◆ **Short task**
Quote these lines exactly: the one that holds "request: segment every instance of the man's" and every line after it to the end of the material below. Skip pictures.

◆ **Data to process**
┄┄┄┄┄┄┄┄┄┄┄┄┄┄┄┄┄┄┄┄

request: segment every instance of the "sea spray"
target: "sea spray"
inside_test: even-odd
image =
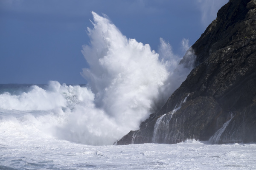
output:
[[[160,40],[158,54],[92,14],[91,41],[82,51],[90,65],[81,73],[87,87],[52,81],[45,88],[32,86],[20,94],[0,94],[1,112],[18,110],[20,115],[13,119],[24,135],[29,133],[25,130],[34,129],[40,135],[72,142],[112,144],[138,129],[185,79],[189,69],[178,64],[181,58],[168,43]]]

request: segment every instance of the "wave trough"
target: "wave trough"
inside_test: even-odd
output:
[[[107,18],[92,13],[93,28],[87,29],[91,40],[82,51],[90,65],[81,73],[87,87],[51,81],[45,89],[33,85],[19,94],[3,93],[1,126],[10,121],[20,129],[33,127],[70,141],[112,144],[138,129],[192,68],[192,64],[179,65],[181,58],[163,39],[158,54],[148,44],[126,38]],[[188,41],[183,44],[188,50]],[[186,54],[192,63],[195,56],[190,50]],[[19,116],[7,116],[15,112]],[[11,124],[4,124],[5,128]]]

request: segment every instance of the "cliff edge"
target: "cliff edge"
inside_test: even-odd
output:
[[[256,0],[230,0],[217,15],[192,47],[186,80],[117,144],[256,142]]]

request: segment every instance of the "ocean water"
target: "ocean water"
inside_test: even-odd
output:
[[[0,169],[256,169],[255,144],[113,145],[163,105],[195,56],[183,39],[189,60],[179,65],[163,39],[157,53],[92,13],[88,84],[0,85]]]
[[[87,126],[98,123],[83,125],[89,118],[77,113],[85,105],[81,96],[86,96],[87,89],[56,82],[0,85],[0,169],[256,169],[253,143],[212,145],[187,140],[174,144],[96,145],[102,143],[93,141],[102,138],[90,135]]]

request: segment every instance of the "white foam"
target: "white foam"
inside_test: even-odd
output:
[[[127,39],[106,17],[92,13],[91,41],[82,50],[90,65],[81,73],[88,87],[52,81],[45,89],[35,85],[20,95],[0,94],[0,108],[4,113],[12,110],[12,114],[14,110],[23,111],[19,117],[30,115],[26,126],[58,138],[112,144],[138,129],[188,73],[178,65],[181,57],[163,39],[158,54],[149,45]]]

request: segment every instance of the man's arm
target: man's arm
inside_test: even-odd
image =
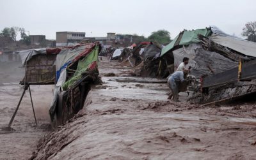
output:
[[[179,74],[179,78],[180,78],[180,82],[182,82],[184,80],[183,73],[180,73]]]

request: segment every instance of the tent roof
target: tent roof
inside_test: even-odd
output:
[[[198,34],[201,34],[204,36],[209,36],[211,33],[211,30],[209,28],[192,31],[185,30],[180,32],[171,43],[163,48],[161,52],[161,56],[163,56],[169,50],[173,48],[175,46],[185,45],[200,42],[200,41],[197,37]]]
[[[256,43],[232,36],[212,34],[211,39],[216,43],[248,56],[256,57]]]

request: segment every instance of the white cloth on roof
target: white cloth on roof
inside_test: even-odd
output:
[[[179,67],[177,68],[177,71],[183,71],[185,69],[188,69],[186,68],[186,64],[184,62],[181,62]]]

┄┄┄┄┄┄┄┄┄┄┄┄┄┄┄┄┄┄┄┄

◆ **Response to this exercise**
request: segment every instance of the man's arm
target: man's arm
inside_test: even-odd
image =
output:
[[[179,74],[179,78],[180,78],[180,82],[182,82],[184,80],[183,73],[180,73]]]

request: segment every instance of the tent roof
target: tent roof
inside_test: even-odd
output:
[[[198,34],[201,34],[204,36],[209,36],[211,33],[211,30],[209,28],[192,31],[185,30],[180,32],[171,43],[163,48],[161,52],[161,56],[163,56],[169,50],[173,48],[175,46],[185,45],[200,42],[200,41],[197,37]]]
[[[256,43],[232,36],[212,34],[211,39],[216,43],[248,56],[256,57]]]

request: segment every instance of the white cloth on roof
target: white cloth on roof
inside_test: even-odd
output:
[[[179,67],[177,68],[177,71],[183,71],[185,69],[188,69],[186,68],[186,64],[184,62],[181,62]]]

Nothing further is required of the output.